_Work request_
Write the next part of the article on venture investors' scrutiny of early-stage biotech founders and CEOs, picking up after its last sentence.

(Text excerpt)

Investors are increasingly examining the backgrounds and skills of founders and CEOs in early-stage biotech companies, according to venture capital (VC) funds at the J.P. Morgan Healthcare Conference in San Francisco.
This trend reflects a recent report from J.P. Morgan, which highlighted that funding for early-stage biotechs became more difficult in 2025. The report pointed out that VC funds, public investors, and large biopharma firms have all made it harder for startups to access capital.
Gurdane Bhutani, managing partner at MBX Capital in New York, observed a "hyper concentration of capital in a small number of firms," leading to investments being focused on fewer companies. He added that while many early VCs exist, they tend to offer smaller investment amounts, increasing competition for follow-on funding rounds.
Anthony DiNatale, Ph.D., vice-president at Agent Capital in Massachusetts, noted that the rise of Chinese assets has heightened scrutiny on management teams and board members who can act quickly.
Lorenzo Pradella, board director at Zcube—the venture arm of Zambon SpA in Italy—emphasized the importance for company leaders to understand both therapeutic development and market entry strategies. "As part of this trajectory, company executives should have a clear understanding of the regulatory pathway," he said.
DiNatale identified several key attributes for founders and CEOs: "Founders and CEOs with a proven track record of successful exits and value creation, and an appreciation for capital-efficient execution to achieve meaningful data and true value inflection, are key attributes." He also asked: “Can they help put the right team in place to execute and give investors confidence that they will deliver?”

(End Text excerpt)
(Information provided)

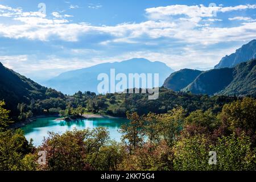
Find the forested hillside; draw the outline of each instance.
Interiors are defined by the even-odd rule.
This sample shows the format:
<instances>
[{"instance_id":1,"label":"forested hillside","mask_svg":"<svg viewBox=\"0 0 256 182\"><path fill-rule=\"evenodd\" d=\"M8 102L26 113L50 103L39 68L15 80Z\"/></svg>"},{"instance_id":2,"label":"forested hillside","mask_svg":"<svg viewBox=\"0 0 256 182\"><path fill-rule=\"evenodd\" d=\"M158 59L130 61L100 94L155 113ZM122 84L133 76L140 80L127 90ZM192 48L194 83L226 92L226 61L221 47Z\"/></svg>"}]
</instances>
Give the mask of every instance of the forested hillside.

(End Information provided)

_Response for this exercise_
Ngang Heok Tang, associate vice president at Bayland Capital in China, agreed that efficiency in generating data and having prior success—such as selling a previous company—are attractive qualities. However, Tang also said young or first-time founders can be good investments if they effectively execute scientific goals and are open to improving their capacity or infrastructure. Bhutani added: “There is no single phenotype for a founder.”
Pradella mentioned that strong intellectual property protection is essential when planning a company's strategy.
The distinction between founder and CEO roles was also discussed. Pradella noted that founders are often scientists while CEOs need broader vision to grow the business. A CEO must manage various responsibilities including intellectual property matters, finance, business development, and team building.
Venture capitalists agreed that sometimes CEOs may not remain with the company throughout its lifecycle; changes might be necessary if new directions or skillsets are required during different stages such as commercialization.
Bhutani concluded: The best founders and companies are “egoless,” meaning they recognize when leadership changes are needed based on fit rather than ego.